-- DATA IN THIS EXERCISE follows --

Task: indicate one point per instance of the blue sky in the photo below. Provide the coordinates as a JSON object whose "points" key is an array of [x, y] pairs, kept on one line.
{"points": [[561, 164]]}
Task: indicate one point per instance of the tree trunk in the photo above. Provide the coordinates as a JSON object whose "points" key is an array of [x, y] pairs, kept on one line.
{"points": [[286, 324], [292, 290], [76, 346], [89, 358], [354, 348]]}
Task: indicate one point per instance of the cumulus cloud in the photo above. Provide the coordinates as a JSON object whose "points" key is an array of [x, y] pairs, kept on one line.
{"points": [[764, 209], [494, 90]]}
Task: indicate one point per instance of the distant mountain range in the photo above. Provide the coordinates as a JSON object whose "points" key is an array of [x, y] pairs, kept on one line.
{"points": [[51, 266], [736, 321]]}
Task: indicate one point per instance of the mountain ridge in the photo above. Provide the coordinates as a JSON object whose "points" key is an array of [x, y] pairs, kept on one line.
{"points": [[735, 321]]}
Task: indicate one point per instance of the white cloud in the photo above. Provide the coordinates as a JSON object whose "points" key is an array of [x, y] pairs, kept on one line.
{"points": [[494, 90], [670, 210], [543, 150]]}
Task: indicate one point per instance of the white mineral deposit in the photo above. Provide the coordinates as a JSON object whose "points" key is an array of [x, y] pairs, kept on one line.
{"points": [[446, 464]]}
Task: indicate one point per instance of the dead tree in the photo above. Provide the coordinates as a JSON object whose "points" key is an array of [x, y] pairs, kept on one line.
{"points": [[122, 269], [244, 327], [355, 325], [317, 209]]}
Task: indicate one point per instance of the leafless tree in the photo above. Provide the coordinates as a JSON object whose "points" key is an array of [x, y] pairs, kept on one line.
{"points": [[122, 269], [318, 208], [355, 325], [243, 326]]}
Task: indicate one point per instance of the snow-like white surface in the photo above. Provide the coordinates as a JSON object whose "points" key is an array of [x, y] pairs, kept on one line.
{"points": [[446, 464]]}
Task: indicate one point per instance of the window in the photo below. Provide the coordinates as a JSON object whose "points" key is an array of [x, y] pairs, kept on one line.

-- DATA IN THIS EXERCISE concluded --

WHAT TO PRODUCE: Only the data above, repeated exactly, should make up the reply.

TASK SOLUTION:
Task: indicate one point per instance of the blue sky in the photo below. Provide the coordinates as a JSON object whose "points" key is an array of [x, y] pairs, kept on one line.
{"points": [[561, 164]]}
Task: indicate one point per instance of the tree trunk in the photo above. Provide the coordinates as a JSON object whose "points" key is an array of [x, y] pairs, kept on one line.
{"points": [[286, 324], [292, 290], [76, 346], [89, 358], [354, 348]]}
Task: indicate one point per instance of the cumulus cloud in the photo above. Provide the coordinates as a JSON object whose "points" key is an array of [x, y] pairs, kept on one line.
{"points": [[764, 209], [494, 90]]}
Task: indicate one point per instance of the distant mountain range in the photo above. Provide the coordinates as a JSON object whose "points" key is an array of [x, y] pairs, kept on one line.
{"points": [[51, 266], [736, 321]]}
Task: indicate one point per instance of the mountain ridge in the photo above. Provide the coordinates as a JSON object whose "points" key is an array of [x, y] pairs, kept on one line.
{"points": [[735, 321]]}
Task: indicate one point per instance of the white cloud in the photo above. Provide the coordinates as a JSON object whose "points" key is an array of [x, y] pairs, kept on one line.
{"points": [[494, 90], [670, 210], [543, 150]]}
Task: indicate one point per instance of the white mineral deposit in the photo above. Provide the coordinates as a JSON object whose "points" key is an array of [x, y] pairs, kept on one line.
{"points": [[446, 464]]}
Task: indicate one point per instance of the dead tree in the photo above. Provide the coordinates as a JSON object whose "points" key is an array of [x, y] pairs, kept on one line.
{"points": [[122, 269], [244, 327], [355, 325], [317, 209]]}
Task: indicate one point per instance of the leafless tree in the photo above. Provide the coordinates as a JSON object whose "points" key is an array of [x, y] pairs, kept on one line.
{"points": [[122, 269], [318, 208], [355, 325], [243, 326]]}
Task: indicate one point per instance of the snow-like white surface in the photo above. Provide the coordinates as a JSON object whose "points" key is an array of [x, y] pairs, kept on one line.
{"points": [[446, 464]]}
Task: indicate one point per instance of the window in the photo below. Provide the coordinates as a JSON object whose "points" key is an array of [x, y] pairs, kept on one line.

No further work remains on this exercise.